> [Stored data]
━━━━━━━━

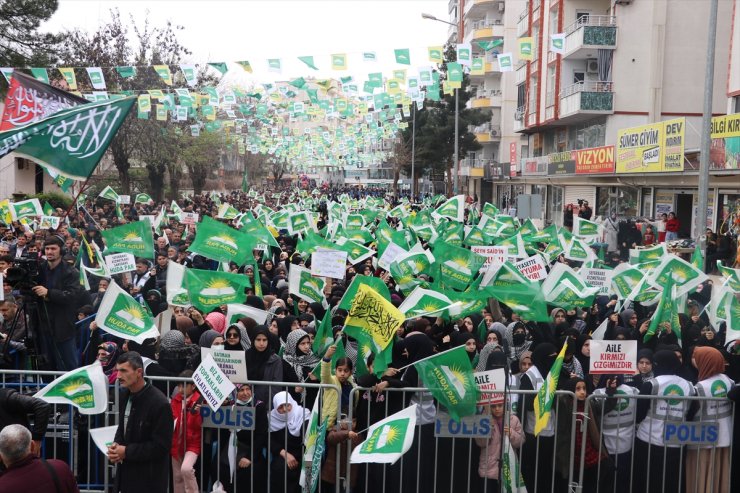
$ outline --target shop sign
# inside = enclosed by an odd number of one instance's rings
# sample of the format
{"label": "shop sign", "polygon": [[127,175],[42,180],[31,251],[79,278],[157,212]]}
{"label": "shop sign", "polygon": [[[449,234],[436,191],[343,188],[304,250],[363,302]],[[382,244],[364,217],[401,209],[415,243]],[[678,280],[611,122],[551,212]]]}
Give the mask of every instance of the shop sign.
{"label": "shop sign", "polygon": [[522,158],[522,176],[546,175],[548,162],[547,156]]}
{"label": "shop sign", "polygon": [[555,152],[547,158],[548,175],[572,175],[576,172],[576,151]]}
{"label": "shop sign", "polygon": [[590,147],[576,152],[576,174],[614,173],[614,146]]}
{"label": "shop sign", "polygon": [[712,118],[711,169],[740,169],[740,113]]}
{"label": "shop sign", "polygon": [[683,171],[685,130],[685,118],[619,130],[616,172]]}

━━━━━━━━

> [Work to complete] Word for word, return all the entries and skip their pictures.

> [Your response]
$ outline --target shop sign
# inside = enclosed by an odd number of one instance's rings
# sample of the format
{"label": "shop sign", "polygon": [[127,175],[42,180],[31,251],[79,278],[157,212]]}
{"label": "shop sign", "polygon": [[[449,234],[436,191],[343,188],[304,250],[363,302]],[[382,244],[364,217],[401,209],[415,243]],[[678,280],[611,122],[551,212]]]}
Give the mask of every instance of the shop sign.
{"label": "shop sign", "polygon": [[522,158],[522,176],[546,175],[548,162],[547,156]]}
{"label": "shop sign", "polygon": [[555,152],[547,158],[548,175],[572,175],[576,172],[576,151]]}
{"label": "shop sign", "polygon": [[590,147],[576,152],[576,174],[614,173],[614,146]]}
{"label": "shop sign", "polygon": [[712,118],[711,169],[740,169],[740,113]]}
{"label": "shop sign", "polygon": [[683,171],[685,130],[685,118],[619,130],[616,172]]}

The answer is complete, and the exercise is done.